Since zinc deficiency and susceptibility to infections due to cell-mediated immune dysfunction have been observed in the elderly, a randomized placebo-controlled trial of zinc supplementation in healthy elderly subjects of both sexes and all ethnic groups was performed. Zinc supplementation consisted of 45 mg elemental zinc (as gluconate) daily for 12 months (22-24). The mean incidence of infection per subject in 12 months was significantly lower in the zinc supplemented group than in the placebo group.

Zinc affects the monocytes/macrophages in several ways. Zinc is required for the development of monocytes/macrophages and regulates their functions such as phagocytosis and pro inflammatory cytokine production. Zinc deficiency affects Th1 functions adversely (25,26). Serum thymulin activity and generation of Th1 cytokines were affected within 8–12 weeks of institution of a zinc restricted diet (3–5 mg/d) in human volunteers, whereas plasma zinc decreased only after 20–24 weeks of the institution of the zinc deficient diet. This suggests that Th1 cells are very sensitive to zinc restriction. Thus in zinc deficiency there is a shift from Th1 to Th2 functions and cell-mediated immune functions are impaired. Zinc deficiency also leads to oxidative stress and activation of macrophages-monocytes resulting in increased generation of inflammatory cytokines.

Stored data entries
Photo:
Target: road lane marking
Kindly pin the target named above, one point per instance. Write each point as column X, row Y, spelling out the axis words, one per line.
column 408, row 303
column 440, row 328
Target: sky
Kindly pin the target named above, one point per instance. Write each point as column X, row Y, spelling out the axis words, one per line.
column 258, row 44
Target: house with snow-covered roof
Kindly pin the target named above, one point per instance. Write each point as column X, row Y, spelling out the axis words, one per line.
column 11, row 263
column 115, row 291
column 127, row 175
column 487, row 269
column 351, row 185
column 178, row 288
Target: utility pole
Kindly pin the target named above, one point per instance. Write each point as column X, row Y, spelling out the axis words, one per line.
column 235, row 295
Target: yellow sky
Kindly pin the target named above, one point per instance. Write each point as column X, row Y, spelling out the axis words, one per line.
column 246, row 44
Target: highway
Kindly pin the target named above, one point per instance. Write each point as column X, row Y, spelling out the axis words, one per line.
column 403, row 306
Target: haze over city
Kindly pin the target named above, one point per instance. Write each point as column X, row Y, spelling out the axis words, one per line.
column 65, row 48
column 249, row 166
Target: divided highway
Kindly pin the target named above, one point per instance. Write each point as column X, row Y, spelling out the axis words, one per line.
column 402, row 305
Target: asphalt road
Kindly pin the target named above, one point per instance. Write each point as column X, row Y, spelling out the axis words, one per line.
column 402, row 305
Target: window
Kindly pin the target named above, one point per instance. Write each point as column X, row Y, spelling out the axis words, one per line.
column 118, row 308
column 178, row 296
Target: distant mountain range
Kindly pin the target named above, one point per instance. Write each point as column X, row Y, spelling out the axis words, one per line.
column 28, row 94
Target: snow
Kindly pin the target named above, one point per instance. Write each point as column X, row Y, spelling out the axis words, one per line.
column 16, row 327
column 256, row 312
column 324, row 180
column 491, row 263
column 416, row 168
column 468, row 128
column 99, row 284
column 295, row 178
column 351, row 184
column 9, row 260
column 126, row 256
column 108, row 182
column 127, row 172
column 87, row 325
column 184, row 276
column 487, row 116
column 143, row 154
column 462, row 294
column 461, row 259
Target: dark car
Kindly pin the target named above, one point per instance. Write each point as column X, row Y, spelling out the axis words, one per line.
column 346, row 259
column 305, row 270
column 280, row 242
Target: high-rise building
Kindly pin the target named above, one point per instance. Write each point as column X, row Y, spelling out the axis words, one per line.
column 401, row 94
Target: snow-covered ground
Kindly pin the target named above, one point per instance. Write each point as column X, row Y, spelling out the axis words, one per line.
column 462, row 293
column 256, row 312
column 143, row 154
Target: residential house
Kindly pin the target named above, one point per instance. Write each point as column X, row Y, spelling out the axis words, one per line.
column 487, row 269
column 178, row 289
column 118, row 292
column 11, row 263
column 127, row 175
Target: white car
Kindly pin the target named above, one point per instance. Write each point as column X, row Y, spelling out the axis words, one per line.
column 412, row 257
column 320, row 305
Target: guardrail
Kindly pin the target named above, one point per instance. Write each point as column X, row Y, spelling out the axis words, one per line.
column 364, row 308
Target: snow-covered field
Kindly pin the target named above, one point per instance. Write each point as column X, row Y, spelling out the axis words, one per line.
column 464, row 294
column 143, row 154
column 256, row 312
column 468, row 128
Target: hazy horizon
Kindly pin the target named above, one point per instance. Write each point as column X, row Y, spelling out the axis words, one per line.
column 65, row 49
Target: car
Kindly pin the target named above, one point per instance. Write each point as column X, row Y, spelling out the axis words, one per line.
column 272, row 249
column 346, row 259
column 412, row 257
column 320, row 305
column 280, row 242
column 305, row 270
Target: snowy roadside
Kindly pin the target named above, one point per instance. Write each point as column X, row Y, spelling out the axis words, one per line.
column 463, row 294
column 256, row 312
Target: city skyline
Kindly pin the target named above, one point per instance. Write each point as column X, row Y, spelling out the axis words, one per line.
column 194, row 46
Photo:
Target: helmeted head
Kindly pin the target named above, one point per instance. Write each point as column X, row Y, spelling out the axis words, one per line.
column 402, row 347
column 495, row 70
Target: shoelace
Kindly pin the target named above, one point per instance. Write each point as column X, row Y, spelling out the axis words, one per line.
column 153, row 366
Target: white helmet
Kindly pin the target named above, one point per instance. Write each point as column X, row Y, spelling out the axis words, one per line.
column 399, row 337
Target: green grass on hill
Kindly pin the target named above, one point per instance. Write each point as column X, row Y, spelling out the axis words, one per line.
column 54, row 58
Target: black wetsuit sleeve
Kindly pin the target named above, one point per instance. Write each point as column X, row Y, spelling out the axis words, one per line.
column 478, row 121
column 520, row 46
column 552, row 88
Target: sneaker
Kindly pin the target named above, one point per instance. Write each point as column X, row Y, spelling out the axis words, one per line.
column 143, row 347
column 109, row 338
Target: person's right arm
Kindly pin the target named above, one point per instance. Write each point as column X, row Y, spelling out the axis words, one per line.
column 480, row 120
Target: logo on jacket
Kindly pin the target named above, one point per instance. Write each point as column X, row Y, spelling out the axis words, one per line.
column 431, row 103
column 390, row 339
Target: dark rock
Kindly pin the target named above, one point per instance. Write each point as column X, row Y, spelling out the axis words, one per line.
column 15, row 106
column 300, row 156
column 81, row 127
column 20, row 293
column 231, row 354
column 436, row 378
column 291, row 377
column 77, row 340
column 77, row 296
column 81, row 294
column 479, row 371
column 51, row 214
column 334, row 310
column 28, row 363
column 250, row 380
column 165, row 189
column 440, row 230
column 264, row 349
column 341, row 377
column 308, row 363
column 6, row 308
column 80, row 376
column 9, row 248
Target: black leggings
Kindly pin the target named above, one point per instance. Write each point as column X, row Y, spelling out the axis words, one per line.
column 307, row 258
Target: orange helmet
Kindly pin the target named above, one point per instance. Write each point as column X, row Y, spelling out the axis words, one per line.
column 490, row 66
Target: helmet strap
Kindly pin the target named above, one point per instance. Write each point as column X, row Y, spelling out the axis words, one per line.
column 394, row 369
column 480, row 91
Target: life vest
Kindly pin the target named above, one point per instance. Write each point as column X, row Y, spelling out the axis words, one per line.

> Task requirements
[1] According to the text on zinc and immune function, why are Th1 cells considered very sensitive to zinc restriction? Answer in one to three sentences.
[2] Carry on the text on zinc and immune function, picking up after its last sentence.
The records are separate material, not part of the text on zinc.

> Exercise answers
[1] In human volunteers on a zinc-restricted diet (3–5 mg/d), serum thymulin activity and Th1 cytokine generation were affected within 8–12 weeks. Plasma zinc dropped only after 20–24 weeks. Th1 functions changed well before blood zinc levels fell.

[2]
Fertility

Zinc is secreted into the seminal plasma by the prostate gland. In addition it has been demonstrated that zinc concentration is an excellent indicator of prostatic secretory function. Seminal plasma zinc concentration has been reported to be an important factor in the regulation of fertility, although the exact mechanisms are unclear. Low seminal zinc levels have been correlated with decreased fertility potential in the male. Furthermore, treatment with zinc sulphate has been reported to improve fertility potential and serum zinc levels were reported to correlate well with serum testosterone and inversely with serum luteinizing hormone. (27)

Findings indicate: (1) low dose zinc androgen therapy increases seminal zinc concentrations and sperm motility when pre-treatment seminal zinc concentrations are low; (2) the efficacy of low-dose androgen therapy can be improved by the concomitant administration of zinc sulphate (28).

Prostate Health

Changes in the level of the trace element zinc are known to be associated with the functioning of different organs (breast, colon, stomach, liver, kidney, prostate, and muscle). One study estimated and compared the zinc levels in the prostate tissue, plasma, and urine obtaine  from patients diagnosed with BPH. In BPH, there was a 61% decrease in mean tissue zinc as compared to normal tissues. Both these values were statistically significant. The plasma zinc in prostate cancer patients showed an 18% decrease (P < 0.01) as compared to BPH. The urine zinc/creatinine (ratio) was significantly increased by 20% in BPH as compared to normal subjects.  It is evident from this study that BPH may be associated with a reduction in the levels of tissue zinc, plasma zinc, and an increase in urine zinc/creatinine (29).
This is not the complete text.